Directions »
Each record is to be copied exactly as written.

[Stored items]
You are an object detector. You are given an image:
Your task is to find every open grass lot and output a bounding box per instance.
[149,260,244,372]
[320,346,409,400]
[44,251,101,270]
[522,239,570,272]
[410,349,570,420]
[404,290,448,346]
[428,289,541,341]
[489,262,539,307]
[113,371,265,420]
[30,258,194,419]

Response box »
You are an object detector. You are given an image:
Your task is to find every open grass lot and output a bounding box per instance.
[149,260,244,372]
[320,346,409,400]
[44,251,101,270]
[522,239,570,272]
[410,349,570,420]
[404,290,448,346]
[428,289,541,341]
[489,262,539,307]
[113,371,265,420]
[30,258,194,419]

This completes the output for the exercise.